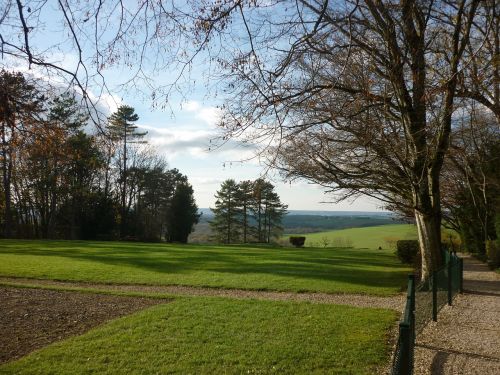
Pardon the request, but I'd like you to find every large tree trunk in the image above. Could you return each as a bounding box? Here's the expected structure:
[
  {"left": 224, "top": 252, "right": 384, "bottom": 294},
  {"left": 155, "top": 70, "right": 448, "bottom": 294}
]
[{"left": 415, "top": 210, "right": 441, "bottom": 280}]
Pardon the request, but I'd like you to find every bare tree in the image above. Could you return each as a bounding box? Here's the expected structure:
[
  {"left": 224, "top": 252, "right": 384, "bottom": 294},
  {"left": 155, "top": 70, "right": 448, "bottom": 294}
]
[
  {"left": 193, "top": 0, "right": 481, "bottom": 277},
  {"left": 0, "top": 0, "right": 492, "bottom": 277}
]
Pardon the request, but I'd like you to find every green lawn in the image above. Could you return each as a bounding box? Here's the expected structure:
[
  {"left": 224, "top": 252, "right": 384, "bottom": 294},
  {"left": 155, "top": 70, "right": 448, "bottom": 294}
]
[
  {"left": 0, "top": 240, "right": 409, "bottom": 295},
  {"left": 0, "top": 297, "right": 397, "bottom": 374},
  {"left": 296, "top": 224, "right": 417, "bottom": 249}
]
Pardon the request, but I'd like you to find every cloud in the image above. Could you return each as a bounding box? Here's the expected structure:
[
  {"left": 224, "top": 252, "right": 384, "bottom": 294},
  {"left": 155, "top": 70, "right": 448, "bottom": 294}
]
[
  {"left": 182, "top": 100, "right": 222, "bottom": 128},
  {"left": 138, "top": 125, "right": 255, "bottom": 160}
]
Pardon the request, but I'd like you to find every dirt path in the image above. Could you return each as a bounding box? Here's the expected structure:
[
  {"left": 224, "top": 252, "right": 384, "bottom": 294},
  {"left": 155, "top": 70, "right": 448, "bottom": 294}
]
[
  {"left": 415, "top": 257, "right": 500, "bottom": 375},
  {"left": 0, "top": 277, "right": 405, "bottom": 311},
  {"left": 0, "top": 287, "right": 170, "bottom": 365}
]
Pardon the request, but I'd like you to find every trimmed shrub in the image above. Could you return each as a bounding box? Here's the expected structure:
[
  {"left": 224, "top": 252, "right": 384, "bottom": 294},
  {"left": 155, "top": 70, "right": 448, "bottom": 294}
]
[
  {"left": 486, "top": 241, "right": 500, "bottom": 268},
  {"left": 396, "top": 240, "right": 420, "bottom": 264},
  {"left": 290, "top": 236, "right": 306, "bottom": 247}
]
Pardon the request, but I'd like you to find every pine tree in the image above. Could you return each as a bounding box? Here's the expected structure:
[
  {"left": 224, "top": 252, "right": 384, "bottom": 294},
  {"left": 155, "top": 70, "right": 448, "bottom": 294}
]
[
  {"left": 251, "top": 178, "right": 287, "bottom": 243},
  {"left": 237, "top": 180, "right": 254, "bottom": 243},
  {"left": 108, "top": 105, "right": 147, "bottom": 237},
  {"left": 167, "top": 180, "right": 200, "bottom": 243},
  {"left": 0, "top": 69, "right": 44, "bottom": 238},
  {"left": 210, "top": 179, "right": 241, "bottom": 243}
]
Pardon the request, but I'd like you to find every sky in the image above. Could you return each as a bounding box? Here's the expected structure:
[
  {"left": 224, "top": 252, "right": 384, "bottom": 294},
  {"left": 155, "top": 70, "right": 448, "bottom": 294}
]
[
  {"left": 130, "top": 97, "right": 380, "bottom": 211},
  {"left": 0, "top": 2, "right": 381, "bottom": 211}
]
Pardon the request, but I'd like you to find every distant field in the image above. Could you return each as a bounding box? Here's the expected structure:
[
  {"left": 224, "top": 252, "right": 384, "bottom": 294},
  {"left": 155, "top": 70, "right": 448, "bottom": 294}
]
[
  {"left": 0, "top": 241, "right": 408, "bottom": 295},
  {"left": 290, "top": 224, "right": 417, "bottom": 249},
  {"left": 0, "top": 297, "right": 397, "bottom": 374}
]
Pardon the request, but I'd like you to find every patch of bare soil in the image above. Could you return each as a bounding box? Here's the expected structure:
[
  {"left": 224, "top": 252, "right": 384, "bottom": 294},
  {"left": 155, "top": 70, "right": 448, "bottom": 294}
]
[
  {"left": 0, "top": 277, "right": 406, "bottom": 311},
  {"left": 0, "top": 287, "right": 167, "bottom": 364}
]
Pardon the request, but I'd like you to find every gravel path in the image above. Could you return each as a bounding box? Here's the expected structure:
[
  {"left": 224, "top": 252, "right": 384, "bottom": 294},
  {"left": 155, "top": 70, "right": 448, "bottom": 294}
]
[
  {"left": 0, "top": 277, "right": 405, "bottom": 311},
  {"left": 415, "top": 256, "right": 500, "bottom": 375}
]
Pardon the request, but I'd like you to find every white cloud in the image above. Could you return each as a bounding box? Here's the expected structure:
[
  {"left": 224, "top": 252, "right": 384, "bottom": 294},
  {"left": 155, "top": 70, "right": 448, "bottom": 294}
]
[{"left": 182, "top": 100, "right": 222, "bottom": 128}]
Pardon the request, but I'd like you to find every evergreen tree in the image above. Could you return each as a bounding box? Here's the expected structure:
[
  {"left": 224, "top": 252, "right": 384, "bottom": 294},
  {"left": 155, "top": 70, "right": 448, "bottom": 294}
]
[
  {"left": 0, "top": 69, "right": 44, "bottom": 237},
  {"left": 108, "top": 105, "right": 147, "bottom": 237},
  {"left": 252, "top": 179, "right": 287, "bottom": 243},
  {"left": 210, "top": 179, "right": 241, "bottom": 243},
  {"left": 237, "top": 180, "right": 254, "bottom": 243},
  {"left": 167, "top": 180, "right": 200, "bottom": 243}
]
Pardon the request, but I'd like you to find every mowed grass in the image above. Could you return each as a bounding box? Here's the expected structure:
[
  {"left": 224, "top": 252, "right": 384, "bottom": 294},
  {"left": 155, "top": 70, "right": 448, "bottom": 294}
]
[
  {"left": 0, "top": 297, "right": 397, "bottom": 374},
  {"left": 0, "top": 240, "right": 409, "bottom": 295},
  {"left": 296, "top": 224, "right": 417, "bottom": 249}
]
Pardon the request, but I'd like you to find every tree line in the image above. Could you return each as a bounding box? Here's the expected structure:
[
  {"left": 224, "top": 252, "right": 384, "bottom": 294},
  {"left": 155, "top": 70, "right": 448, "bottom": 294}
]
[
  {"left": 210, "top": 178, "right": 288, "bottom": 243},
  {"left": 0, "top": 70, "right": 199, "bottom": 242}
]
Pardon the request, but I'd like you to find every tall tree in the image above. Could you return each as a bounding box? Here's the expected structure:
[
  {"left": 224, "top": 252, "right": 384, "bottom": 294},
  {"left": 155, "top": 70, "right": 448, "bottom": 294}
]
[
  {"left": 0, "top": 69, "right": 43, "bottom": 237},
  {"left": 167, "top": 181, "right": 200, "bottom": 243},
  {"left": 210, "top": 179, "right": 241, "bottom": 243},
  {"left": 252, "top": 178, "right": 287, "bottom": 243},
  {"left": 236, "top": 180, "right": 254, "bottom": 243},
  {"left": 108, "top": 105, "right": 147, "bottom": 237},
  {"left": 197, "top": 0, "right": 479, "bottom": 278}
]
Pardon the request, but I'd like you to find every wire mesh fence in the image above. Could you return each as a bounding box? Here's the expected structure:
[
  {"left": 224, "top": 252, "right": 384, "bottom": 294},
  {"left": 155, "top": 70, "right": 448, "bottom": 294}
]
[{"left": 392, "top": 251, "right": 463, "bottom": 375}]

+---+

## [EXERCISE GOAL]
Recast all of the data above as a JSON list of strings, with one string for each line and no entries for blank lines. Omit the pictures from the list.

## [RESPONSE TO THE EXERCISE]
[
  "Pardon the request, but I'd like you to find every large tree trunk in the image above. Could you return each as a bounding box? Here's the expected structure:",
  "[",
  "  {\"left\": 224, \"top\": 252, \"right\": 384, \"bottom\": 294},",
  "  {\"left\": 155, \"top\": 70, \"right\": 448, \"bottom\": 294}",
  "]",
  "[{\"left\": 415, \"top\": 210, \"right\": 441, \"bottom\": 280}]",
  "Pardon the request, but I'd like you to find every bare tree in the image above. Could you return each as a bounding box? Here's the expected structure:",
  "[",
  "  {\"left\": 224, \"top\": 252, \"right\": 384, \"bottom\": 294},",
  "  {\"left\": 155, \"top\": 70, \"right\": 448, \"bottom\": 294}",
  "]",
  "[",
  "  {\"left\": 193, \"top\": 0, \"right\": 481, \"bottom\": 277},",
  "  {\"left\": 0, \"top\": 0, \"right\": 492, \"bottom\": 277}",
  "]",
  "Pardon the request, but I'd like you to find every green lawn in the image above. Could you return each as a bounding box? Here's the expected structure:",
  "[",
  "  {\"left\": 224, \"top\": 252, \"right\": 384, \"bottom\": 294},",
  "  {\"left\": 155, \"top\": 70, \"right\": 448, \"bottom\": 294}",
  "]",
  "[",
  "  {\"left\": 0, \"top\": 240, \"right\": 409, \"bottom\": 295},",
  "  {\"left\": 0, \"top\": 297, \"right\": 397, \"bottom\": 374},",
  "  {\"left\": 296, \"top\": 224, \"right\": 417, \"bottom\": 249}",
  "]",
  "Pardon the request, but I'd like you to find every cloud in the image above. Could you return each as a bounding box? Here's the expected structure:",
  "[",
  "  {\"left\": 224, \"top\": 252, \"right\": 384, \"bottom\": 294},",
  "  {\"left\": 155, \"top\": 70, \"right\": 448, \"bottom\": 294}",
  "]",
  "[",
  "  {\"left\": 182, \"top\": 100, \"right\": 222, \"bottom\": 128},",
  "  {\"left\": 138, \"top\": 125, \"right\": 255, \"bottom\": 160}",
  "]",
  "Pardon the request, but I'd like you to find every dirt path in the image above. Could you return each as a bounding box? Here's the expected structure:",
  "[",
  "  {\"left\": 224, \"top\": 252, \"right\": 384, \"bottom\": 294},",
  "  {\"left\": 155, \"top\": 70, \"right\": 448, \"bottom\": 294}",
  "]",
  "[",
  "  {\"left\": 415, \"top\": 257, \"right\": 500, \"bottom\": 375},",
  "  {\"left\": 0, \"top\": 277, \"right\": 405, \"bottom\": 311},",
  "  {\"left\": 0, \"top\": 287, \"right\": 170, \"bottom\": 365}",
  "]",
  "Pardon the request, but I'd like you to find every trimmed shrub in the image above. Could you return each as a bounding box? Here's the expected structure:",
  "[",
  "  {\"left\": 224, \"top\": 252, \"right\": 384, \"bottom\": 294},",
  "  {\"left\": 155, \"top\": 70, \"right\": 448, \"bottom\": 294}",
  "]",
  "[",
  "  {\"left\": 486, \"top\": 241, \"right\": 500, \"bottom\": 268},",
  "  {\"left\": 396, \"top\": 240, \"right\": 420, \"bottom\": 264},",
  "  {\"left\": 290, \"top\": 236, \"right\": 306, \"bottom\": 247}",
  "]",
  "Pardon the request, but I'd like you to find every pine tree in the image above. Could you return each as a bounding box? Here's the expected structure:",
  "[",
  "  {\"left\": 224, \"top\": 252, \"right\": 384, \"bottom\": 294},",
  "  {\"left\": 155, \"top\": 70, \"right\": 448, \"bottom\": 294}",
  "]",
  "[",
  "  {\"left\": 251, \"top\": 178, \"right\": 287, \"bottom\": 243},",
  "  {\"left\": 237, \"top\": 180, \"right\": 254, \"bottom\": 243},",
  "  {\"left\": 108, \"top\": 105, \"right\": 147, \"bottom\": 237},",
  "  {\"left\": 167, \"top\": 180, \"right\": 200, \"bottom\": 243},",
  "  {\"left\": 0, \"top\": 69, \"right\": 44, \"bottom\": 238},",
  "  {\"left\": 210, \"top\": 179, \"right\": 241, \"bottom\": 243}",
  "]",
  "Pardon the request, but I'd like you to find every sky in the image above. Could you return each as a bounding box? Here's the expected structure:",
  "[",
  "  {\"left\": 224, \"top\": 252, \"right\": 384, \"bottom\": 294},",
  "  {\"left\": 155, \"top\": 70, \"right\": 448, \"bottom\": 294}",
  "]",
  "[",
  "  {\"left\": 130, \"top\": 97, \"right\": 380, \"bottom\": 211},",
  "  {\"left\": 0, \"top\": 2, \"right\": 381, \"bottom\": 211}",
  "]",
  "Pardon the request, but I'd like you to find every distant field in the image above. Could you return each as a bounding box? Here's the expected structure:",
  "[",
  "  {\"left\": 224, \"top\": 252, \"right\": 384, \"bottom\": 294},",
  "  {\"left\": 155, \"top\": 70, \"right\": 448, \"bottom\": 294}",
  "]",
  "[",
  "  {\"left\": 0, \"top\": 241, \"right\": 408, \"bottom\": 295},",
  "  {\"left\": 290, \"top\": 224, \"right\": 417, \"bottom\": 249},",
  "  {\"left\": 0, \"top\": 297, \"right\": 397, \"bottom\": 374}",
  "]",
  "Pardon the request, but I'd like you to find every patch of bare soil in the image above. Could you return each as a bounding box? Here's the expected structure:",
  "[",
  "  {\"left\": 224, \"top\": 252, \"right\": 384, \"bottom\": 294},",
  "  {\"left\": 155, \"top\": 70, \"right\": 448, \"bottom\": 294}",
  "]",
  "[",
  "  {\"left\": 0, \"top\": 277, \"right\": 406, \"bottom\": 311},",
  "  {\"left\": 0, \"top\": 287, \"right\": 167, \"bottom\": 364}",
  "]",
  "Pardon the request, but I'd like you to find every gravel path in the image above. Could you return each as a bounding box? Here's the expected structure:",
  "[",
  "  {\"left\": 224, \"top\": 252, \"right\": 384, \"bottom\": 294},",
  "  {\"left\": 155, \"top\": 70, \"right\": 448, \"bottom\": 294}",
  "]",
  "[",
  "  {\"left\": 0, \"top\": 277, \"right\": 405, \"bottom\": 311},",
  "  {\"left\": 415, \"top\": 256, \"right\": 500, \"bottom\": 375}",
  "]",
  "Pardon the request, but I'd like you to find every white cloud in the image above. Could you return each as a bounding box? Here's the expected structure:",
  "[",
  "  {\"left\": 224, \"top\": 252, \"right\": 384, \"bottom\": 294},",
  "  {\"left\": 155, \"top\": 70, \"right\": 448, \"bottom\": 294}",
  "]",
  "[{\"left\": 182, \"top\": 100, \"right\": 222, \"bottom\": 128}]",
  "Pardon the request, but I'd like you to find every evergreen tree in the image above. Could you return each as a bounding box? Here's the expected structure:",
  "[",
  "  {\"left\": 224, \"top\": 252, \"right\": 384, \"bottom\": 294},",
  "  {\"left\": 155, \"top\": 70, \"right\": 448, \"bottom\": 294}",
  "]",
  "[",
  "  {\"left\": 0, \"top\": 69, \"right\": 44, \"bottom\": 237},",
  "  {\"left\": 108, \"top\": 105, \"right\": 147, \"bottom\": 237},",
  "  {\"left\": 252, \"top\": 179, \"right\": 287, \"bottom\": 243},",
  "  {\"left\": 210, \"top\": 179, \"right\": 241, \"bottom\": 243},",
  "  {\"left\": 237, \"top\": 180, \"right\": 254, \"bottom\": 243},",
  "  {\"left\": 167, \"top\": 180, \"right\": 200, \"bottom\": 243}",
  "]",
  "Pardon the request, but I'd like you to find every mowed grass in the image above. Could you return each as a bounding box? Here's the expected structure:",
  "[",
  "  {\"left\": 224, \"top\": 252, \"right\": 384, \"bottom\": 294},",
  "  {\"left\": 155, \"top\": 70, \"right\": 448, \"bottom\": 294}",
  "]",
  "[",
  "  {\"left\": 0, \"top\": 297, \"right\": 397, \"bottom\": 374},",
  "  {\"left\": 0, \"top\": 240, \"right\": 409, \"bottom\": 295},",
  "  {\"left\": 296, \"top\": 224, \"right\": 417, \"bottom\": 249}",
  "]",
  "Pardon the request, but I'd like you to find every tree line in the image above. Could you return each as a bounding box? Here's the expected structure:",
  "[",
  "  {\"left\": 224, \"top\": 252, \"right\": 384, \"bottom\": 294},",
  "  {\"left\": 155, \"top\": 70, \"right\": 448, \"bottom\": 294}",
  "]",
  "[",
  "  {\"left\": 210, \"top\": 178, \"right\": 288, \"bottom\": 243},",
  "  {\"left\": 0, \"top\": 70, \"right\": 199, \"bottom\": 242}",
  "]",
  "Pardon the request, but I'd like you to find every tall tree in the image above. Could you return each as a bounding box? Here's the expected structure:",
  "[",
  "  {\"left\": 224, \"top\": 252, \"right\": 384, \"bottom\": 294},",
  "  {\"left\": 155, \"top\": 70, \"right\": 448, \"bottom\": 294}",
  "]",
  "[",
  "  {\"left\": 0, \"top\": 69, \"right\": 43, \"bottom\": 237},",
  "  {\"left\": 167, \"top\": 181, \"right\": 200, \"bottom\": 243},",
  "  {\"left\": 210, \"top\": 179, \"right\": 241, \"bottom\": 243},",
  "  {\"left\": 252, \"top\": 178, \"right\": 287, \"bottom\": 243},",
  "  {\"left\": 236, \"top\": 180, \"right\": 254, \"bottom\": 243},",
  "  {\"left\": 108, \"top\": 105, \"right\": 147, \"bottom\": 237},",
  "  {\"left\": 197, \"top\": 0, \"right\": 479, \"bottom\": 278}",
  "]",
  "Pardon the request, but I'd like you to find every wire mesh fence in the image above. Could you return each as a bounding box? Here's the expected structure:",
  "[",
  "  {\"left\": 224, \"top\": 252, \"right\": 384, \"bottom\": 294},",
  "  {\"left\": 155, \"top\": 70, \"right\": 448, \"bottom\": 294}",
  "]",
  "[{\"left\": 392, \"top\": 251, \"right\": 463, \"bottom\": 375}]"
]